----- Material for the task -----
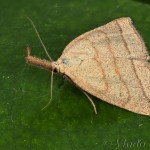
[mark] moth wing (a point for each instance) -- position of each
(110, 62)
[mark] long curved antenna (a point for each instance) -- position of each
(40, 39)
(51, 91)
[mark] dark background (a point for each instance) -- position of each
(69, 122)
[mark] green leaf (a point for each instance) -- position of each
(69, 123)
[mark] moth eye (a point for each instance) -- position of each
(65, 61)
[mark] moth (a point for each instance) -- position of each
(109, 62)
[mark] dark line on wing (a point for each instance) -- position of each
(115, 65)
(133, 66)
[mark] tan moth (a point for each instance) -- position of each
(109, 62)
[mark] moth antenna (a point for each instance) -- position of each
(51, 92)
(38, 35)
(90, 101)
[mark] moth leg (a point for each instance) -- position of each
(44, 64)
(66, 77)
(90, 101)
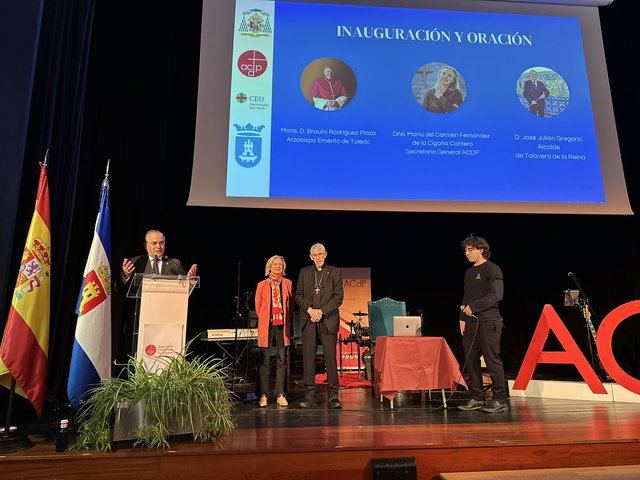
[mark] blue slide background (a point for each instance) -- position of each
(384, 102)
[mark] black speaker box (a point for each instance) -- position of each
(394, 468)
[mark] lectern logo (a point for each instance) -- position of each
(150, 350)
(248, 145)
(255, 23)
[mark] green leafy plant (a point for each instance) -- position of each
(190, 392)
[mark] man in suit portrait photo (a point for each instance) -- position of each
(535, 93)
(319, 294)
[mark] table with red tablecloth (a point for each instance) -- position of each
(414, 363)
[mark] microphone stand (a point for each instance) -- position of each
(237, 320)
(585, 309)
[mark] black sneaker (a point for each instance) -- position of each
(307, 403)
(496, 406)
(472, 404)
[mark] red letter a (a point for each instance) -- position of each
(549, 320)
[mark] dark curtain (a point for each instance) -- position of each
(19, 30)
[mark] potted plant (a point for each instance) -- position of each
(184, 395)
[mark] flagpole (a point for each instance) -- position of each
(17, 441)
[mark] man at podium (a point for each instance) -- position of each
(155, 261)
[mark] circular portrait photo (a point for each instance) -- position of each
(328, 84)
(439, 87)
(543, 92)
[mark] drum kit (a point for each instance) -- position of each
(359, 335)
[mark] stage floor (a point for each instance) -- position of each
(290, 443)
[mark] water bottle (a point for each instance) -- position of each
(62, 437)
-----
→ **Work required**
Each line of the data should be quoted exactly, with pictures left out.

→ **Result of the task**
[mark] moth wing (a point for each instance) -- position of each
(110, 62)
[mark] long curved antenna (a point for each instance) -- position of each
(40, 39)
(51, 91)
[mark] dark background (a point for each instance) -- position of each
(69, 122)
[mark] green leaf (a point for each instance) -- position of each
(69, 123)
[mark] moth eye (a point for each instance) -- position of each
(65, 61)
[mark] moth (a point for each instance) -- position of each
(109, 62)
[mark] dark line on wing (a point for each instance) -- position of each
(115, 65)
(133, 66)
[mark] tan moth (a point for each instance) -- position of each
(109, 62)
[mark] moth antenna (a point for each instance) -- position of each
(51, 92)
(38, 35)
(90, 101)
[mark] moth leg (a point for each instance) -- position of each
(44, 64)
(66, 77)
(90, 101)
[mark] blue slide background (a point for each instance) -- position of each
(384, 102)
[mark] black speaker box (a point for each instance) -- position of each
(394, 468)
[mark] lectern logo (a point for each instance) -- position of each
(150, 350)
(248, 145)
(255, 23)
[mark] green leafy plant (a point for each instance) -- position of each
(190, 392)
[mark] man in suit portrait photo (a point for each instance) -- position of each
(535, 93)
(319, 294)
[mark] table with red tablecloth (a point for each instance) -- position of each
(414, 363)
[mark] microphone stand (a point for each instance) -- position of each
(237, 320)
(585, 309)
[mark] black sneaker (a point for each instance) -- position of each
(307, 403)
(496, 406)
(472, 404)
[mark] red letter a (a point for each instance) -- position of each
(549, 320)
[mark] dark curtain (a point for each instance) -- position of each
(19, 30)
[mark] potted plant (a point for each instance) -- position of each
(184, 395)
[mark] flagpole (a point for each instance) -- position of each
(17, 441)
[mark] man at podium (a point for each instance) -- position of each
(155, 261)
[mark] circular portrait photo (a point for each instance) -- position of each
(328, 84)
(439, 87)
(543, 92)
[mark] drum kit (a point for each instance) -- position of each
(359, 335)
[mark] stage floor (a point for each instance) -- position of each
(290, 443)
[mark] water bottle (a point for each instance) -- position of each
(62, 437)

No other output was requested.